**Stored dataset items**
----------

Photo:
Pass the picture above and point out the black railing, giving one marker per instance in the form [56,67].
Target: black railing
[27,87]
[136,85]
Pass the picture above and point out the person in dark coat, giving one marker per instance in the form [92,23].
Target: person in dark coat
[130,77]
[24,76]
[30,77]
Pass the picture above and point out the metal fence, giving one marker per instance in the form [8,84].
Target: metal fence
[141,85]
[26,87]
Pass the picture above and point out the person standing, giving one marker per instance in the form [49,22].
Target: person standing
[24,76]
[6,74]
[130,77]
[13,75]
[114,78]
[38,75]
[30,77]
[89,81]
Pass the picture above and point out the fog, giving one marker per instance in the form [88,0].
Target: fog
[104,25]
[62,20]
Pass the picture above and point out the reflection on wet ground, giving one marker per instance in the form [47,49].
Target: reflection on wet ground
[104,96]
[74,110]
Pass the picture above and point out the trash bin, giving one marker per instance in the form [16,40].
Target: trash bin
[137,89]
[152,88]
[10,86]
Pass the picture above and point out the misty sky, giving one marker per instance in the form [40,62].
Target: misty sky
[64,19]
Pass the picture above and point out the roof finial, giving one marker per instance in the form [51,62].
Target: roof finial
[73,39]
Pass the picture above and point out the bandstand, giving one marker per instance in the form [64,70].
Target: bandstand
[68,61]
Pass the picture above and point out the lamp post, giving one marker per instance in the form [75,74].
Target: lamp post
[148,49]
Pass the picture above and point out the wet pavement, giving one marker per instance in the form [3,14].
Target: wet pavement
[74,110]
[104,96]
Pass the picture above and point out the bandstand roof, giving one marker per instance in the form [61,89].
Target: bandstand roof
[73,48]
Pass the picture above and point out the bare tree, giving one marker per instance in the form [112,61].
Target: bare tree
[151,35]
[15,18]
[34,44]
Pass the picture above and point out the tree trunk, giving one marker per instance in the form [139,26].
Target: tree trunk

----------

**Instruction**
Return all of the entries exactly as written.

**The result**
Photo:
Pass the picture above and point out the black railing, giving one marker per instance in the form [56,67].
Target: black railing
[27,87]
[136,85]
Pass the picture above and point out the person in dark coat, giving one marker per instance in the form [92,23].
Target: person in dark coat
[130,77]
[24,76]
[30,77]
Pass the picture above and point out the metal fence, giving one marker per instance in the form [8,84].
Target: metal fence
[141,85]
[26,87]
Pass the picture above and point out the person standing, giving one marker per instance in the form [49,22].
Target: person standing
[24,76]
[6,74]
[130,77]
[13,75]
[114,78]
[38,75]
[30,77]
[89,81]
Pass the picture above and point out the fog, giving one marker per instance in the form [88,0].
Target: fog
[104,25]
[62,20]
Pass the picture above and point out the reflection on wet ground, giving one marker per instance in the form [47,49].
Target: reflection on wet ground
[104,96]
[74,110]
Pass the picture above and point out the trash bin, giving one marker per instance in the form [16,40].
Target: trash bin
[137,89]
[152,88]
[10,86]
Pass the picture above and point out the misty sky, giving one marker per instance in the form [40,62].
Target: misty sky
[64,19]
Pass the picture above and point out the roof finial, giving one marker per instance in the form [51,62].
Target: roof finial
[73,39]
Pass the picture above and point out the bandstand, giving one marker per instance in the form [64,70].
Target: bandstand
[68,61]
Pass the picture above and point out the lamp post, giving one marker per instance in the form [75,74].
Target: lamp post
[148,49]
Pass the picture above and point out the wet pavement, giving one marker per instance in the form [3,14].
Target: wet pavement
[74,110]
[104,96]
Pass the picture above and point out the bandstand roof, giving one marker per instance in the form [61,89].
Target: bandstand roof
[73,48]
Pass the picture above and point out the bare tree, giving one marker per instance in the form [112,61].
Target: bare tree
[151,35]
[15,18]
[34,44]
Pass the picture above and point out the tree trunk, giving one marker per instance in the form [139,26].
Target: tree trunk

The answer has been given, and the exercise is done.